→ **What is being asked**: Copy the records below exactly as they appear.

· · · · ·

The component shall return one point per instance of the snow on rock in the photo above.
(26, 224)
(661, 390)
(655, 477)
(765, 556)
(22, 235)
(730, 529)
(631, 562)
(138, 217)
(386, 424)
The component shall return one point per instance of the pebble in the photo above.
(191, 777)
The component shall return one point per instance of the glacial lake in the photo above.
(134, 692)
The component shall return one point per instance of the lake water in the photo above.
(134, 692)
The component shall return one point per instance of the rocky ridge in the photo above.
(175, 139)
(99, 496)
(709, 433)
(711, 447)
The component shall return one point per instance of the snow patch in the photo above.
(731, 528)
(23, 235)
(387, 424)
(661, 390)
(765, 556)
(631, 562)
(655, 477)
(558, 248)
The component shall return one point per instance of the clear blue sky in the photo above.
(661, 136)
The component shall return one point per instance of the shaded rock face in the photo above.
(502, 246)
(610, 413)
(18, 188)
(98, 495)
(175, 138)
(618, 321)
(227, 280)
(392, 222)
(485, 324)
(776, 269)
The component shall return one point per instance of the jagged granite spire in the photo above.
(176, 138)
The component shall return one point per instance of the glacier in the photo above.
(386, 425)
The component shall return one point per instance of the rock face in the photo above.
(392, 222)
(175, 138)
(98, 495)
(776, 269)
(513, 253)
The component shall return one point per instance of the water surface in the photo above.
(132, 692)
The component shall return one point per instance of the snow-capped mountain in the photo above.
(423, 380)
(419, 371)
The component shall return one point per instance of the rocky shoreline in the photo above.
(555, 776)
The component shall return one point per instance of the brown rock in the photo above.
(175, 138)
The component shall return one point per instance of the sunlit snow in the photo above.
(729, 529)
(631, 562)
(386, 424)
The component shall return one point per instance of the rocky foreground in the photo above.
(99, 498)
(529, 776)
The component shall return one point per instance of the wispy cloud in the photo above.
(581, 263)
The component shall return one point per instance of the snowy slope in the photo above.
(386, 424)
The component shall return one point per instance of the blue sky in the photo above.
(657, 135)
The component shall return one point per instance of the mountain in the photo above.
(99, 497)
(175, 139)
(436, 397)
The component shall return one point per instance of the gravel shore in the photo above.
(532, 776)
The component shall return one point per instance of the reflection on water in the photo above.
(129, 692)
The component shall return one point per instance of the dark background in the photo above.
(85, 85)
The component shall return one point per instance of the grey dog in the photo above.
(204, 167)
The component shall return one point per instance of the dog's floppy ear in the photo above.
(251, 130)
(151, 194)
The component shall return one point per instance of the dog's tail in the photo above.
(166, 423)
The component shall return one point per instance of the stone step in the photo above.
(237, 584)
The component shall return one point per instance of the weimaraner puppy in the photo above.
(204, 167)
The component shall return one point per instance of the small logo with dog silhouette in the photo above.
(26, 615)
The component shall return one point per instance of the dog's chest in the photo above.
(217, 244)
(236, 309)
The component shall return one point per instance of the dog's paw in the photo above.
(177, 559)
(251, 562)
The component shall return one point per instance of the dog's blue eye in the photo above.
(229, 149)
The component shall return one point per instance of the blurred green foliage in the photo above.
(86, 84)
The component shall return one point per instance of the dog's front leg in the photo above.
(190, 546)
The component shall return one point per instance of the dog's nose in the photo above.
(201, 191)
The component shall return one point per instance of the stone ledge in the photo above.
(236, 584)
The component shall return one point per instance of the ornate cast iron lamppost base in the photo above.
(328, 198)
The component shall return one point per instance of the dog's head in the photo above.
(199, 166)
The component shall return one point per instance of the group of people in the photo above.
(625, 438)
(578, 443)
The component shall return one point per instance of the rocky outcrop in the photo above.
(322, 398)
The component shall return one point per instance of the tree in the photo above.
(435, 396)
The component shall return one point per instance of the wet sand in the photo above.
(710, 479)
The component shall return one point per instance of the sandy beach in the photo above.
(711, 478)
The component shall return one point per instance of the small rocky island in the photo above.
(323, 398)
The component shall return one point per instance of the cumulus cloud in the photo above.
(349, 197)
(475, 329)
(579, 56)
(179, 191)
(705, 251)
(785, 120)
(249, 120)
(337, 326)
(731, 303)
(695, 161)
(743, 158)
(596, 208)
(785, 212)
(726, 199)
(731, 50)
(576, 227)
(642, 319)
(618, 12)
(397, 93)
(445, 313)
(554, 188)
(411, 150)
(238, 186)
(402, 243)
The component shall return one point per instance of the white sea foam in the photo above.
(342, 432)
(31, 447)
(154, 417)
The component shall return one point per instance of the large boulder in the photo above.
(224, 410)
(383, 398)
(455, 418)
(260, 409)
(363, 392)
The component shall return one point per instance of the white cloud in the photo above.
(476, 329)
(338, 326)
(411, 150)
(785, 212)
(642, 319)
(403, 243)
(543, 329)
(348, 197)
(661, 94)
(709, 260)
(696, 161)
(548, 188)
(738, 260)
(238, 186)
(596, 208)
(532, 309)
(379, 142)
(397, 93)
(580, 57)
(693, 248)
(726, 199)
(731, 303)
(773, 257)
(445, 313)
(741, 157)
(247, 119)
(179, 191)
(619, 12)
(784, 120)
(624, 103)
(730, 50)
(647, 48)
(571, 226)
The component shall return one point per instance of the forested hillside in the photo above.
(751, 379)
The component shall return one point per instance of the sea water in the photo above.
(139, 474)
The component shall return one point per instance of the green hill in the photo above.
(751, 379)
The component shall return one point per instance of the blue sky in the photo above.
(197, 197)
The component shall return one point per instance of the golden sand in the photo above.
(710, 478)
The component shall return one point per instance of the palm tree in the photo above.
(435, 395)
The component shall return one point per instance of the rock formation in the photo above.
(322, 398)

· · · · ·

→ **Expected answer**:
The component shall return one point per instance of the snow on rock in the photo above.
(26, 224)
(661, 390)
(655, 477)
(765, 556)
(22, 235)
(730, 529)
(631, 562)
(138, 217)
(386, 424)
The component shall return one point per instance of the pebble in the photo above.
(191, 777)
The component shall return one point per instance of the glacial lake in the photo above.
(134, 692)
The component shall return one point per instance of the lake water in the photo above.
(134, 692)
The component shall return one point per instance of the rocky ridge in the photo above.
(175, 139)
(99, 496)
(709, 433)
(711, 447)
The component shall return one point per instance of the snow patch in the photo above.
(731, 528)
(23, 235)
(387, 424)
(661, 390)
(765, 556)
(631, 562)
(655, 477)
(558, 248)
The component shall return one point per instance of the clear blue sky in the photo above.
(661, 136)
The component shall return one point per instance of the shaded rock face in the photo above.
(502, 246)
(610, 413)
(18, 188)
(98, 495)
(175, 138)
(618, 321)
(227, 280)
(392, 222)
(485, 324)
(776, 269)
The component shall return one point per instance of the jagged granite spire in the photo above.
(176, 138)
The component shall return one point per instance of the glacier in the photo above.
(386, 425)
The component shall return one point per instance of the rock face in the photo above.
(392, 222)
(175, 138)
(98, 495)
(776, 269)
(513, 253)
The component shall return one point per instance of the water surface in the photo above.
(132, 692)
The component shall return one point per instance of the snow-capped mountain in the photo above.
(423, 380)
(419, 371)
The component shall return one point per instance of the rocky shoreline in the photo above.
(555, 776)
The component shall return one point per instance of the brown rock in the photo above.
(175, 138)
The component shall return one point per instance of the sunlit snow in the photo above.
(729, 529)
(631, 562)
(386, 424)
The component shall return one point per instance of the rocky foreground in the photo above.
(99, 498)
(529, 776)
The component shall return one point per instance of the wispy cloud in the photo above.
(581, 263)
The component shall return one point per instance of the snowy slope in the photo above.
(386, 424)
The component shall return one point per instance of the blue sky in the photo above.
(657, 135)
The component shall return one point per instance of the mountain in the photo above.
(99, 497)
(175, 139)
(436, 397)
The component shall return one point per instance of the gravel shore in the photo above.
(532, 776)
The component shall return one point per instance of the reflection on water in the photo above.
(129, 692)
The component shall return one point per instance of the dark background in the photo above.
(85, 85)
The component shall return one point per instance of the grey dog in the photo above.
(204, 167)
The component shall return one point per instance of the dog's floppy ear in the photo above.
(251, 130)
(151, 194)
The component shall return one point per instance of the dog's tail in the photo above.
(166, 423)
The component shall return one point per instance of the stone step in the photo above.
(237, 584)
The component shall return one point per instance of the weimaraner puppy in the photo above.
(204, 167)
The component shall return one point per instance of the small logo with dog silhouette in the photo above.
(26, 615)
The component shall return one point per instance of the dog's chest in the photo above.
(217, 244)
(236, 309)
The component shall return one point per instance of the dog's paw in the photo above.
(177, 559)
(251, 562)
The component shall return one point per instance of the dog's blue eye in the photo above.
(229, 149)
The component shall return one point per instance of the blurred green foliage in the photo above.
(86, 84)
The component shall return one point per instance of the dog's front leg in the photo above.
(190, 546)
The component shall return one point per instance of the dog's nose in the photo above.
(201, 191)
The component shall return one point per instance of the stone ledge in the photo above.
(236, 584)
The component shall return one point per instance of the ornate cast iron lamppost base in the photo above.
(328, 198)
The component shall return one point per instance of the dog's head in the photo above.
(199, 166)
The component shall return one point per instance of the group of people in the photo above.
(625, 438)
(578, 443)
The component shall return one point per instance of the rocky outcrop in the photo above.
(322, 398)
The component shall return one point per instance of the tree in the photo above.
(435, 396)
The component shall return one point per instance of the wet sand in the photo above.
(710, 479)
The component shall return one point per instance of the sandy beach in the photo above.
(711, 478)
The component shall return one point per instance of the small rocky island in the photo above.
(323, 398)
The component shall return one point per instance of the cumulus cloud in the photo above.
(349, 197)
(475, 329)
(579, 56)
(179, 191)
(705, 251)
(785, 120)
(249, 120)
(337, 326)
(731, 303)
(695, 161)
(743, 158)
(596, 208)
(785, 212)
(726, 199)
(731, 50)
(576, 227)
(642, 319)
(618, 12)
(397, 93)
(445, 313)
(554, 188)
(411, 150)
(238, 186)
(402, 243)
The component shall return one point per instance of the white sea foam in the photo above.
(342, 432)
(31, 447)
(154, 417)
The component shall return one point per instance of the large boulder in the photo above.
(224, 410)
(383, 398)
(455, 418)
(260, 409)
(363, 392)
The component shall return one point per instance of the white cloud in the photo above.
(476, 329)
(338, 326)
(411, 150)
(785, 212)
(642, 319)
(403, 243)
(543, 329)
(348, 197)
(661, 94)
(709, 260)
(696, 161)
(548, 188)
(738, 260)
(238, 186)
(596, 208)
(532, 309)
(379, 142)
(397, 93)
(580, 57)
(693, 248)
(726, 199)
(731, 303)
(773, 257)
(445, 313)
(741, 157)
(247, 119)
(179, 191)
(619, 12)
(784, 120)
(624, 103)
(730, 50)
(647, 48)
(571, 226)
The component shall return one point per instance of the forested hillside in the photo above.
(751, 379)
The component shall return one point per instance of the sea water in the photo above.
(139, 474)
The component shall return one point per instance of the green hill in the photo above.
(751, 379)
The component shall return one point per instance of the blue sky in the photo above.
(197, 197)
The component shall return one point per instance of the golden sand in the photo above.
(710, 478)
The component shall return one point per instance of the palm tree in the photo above.
(435, 395)
The component shall return one point per instance of the rock formation in the photo above.
(322, 398)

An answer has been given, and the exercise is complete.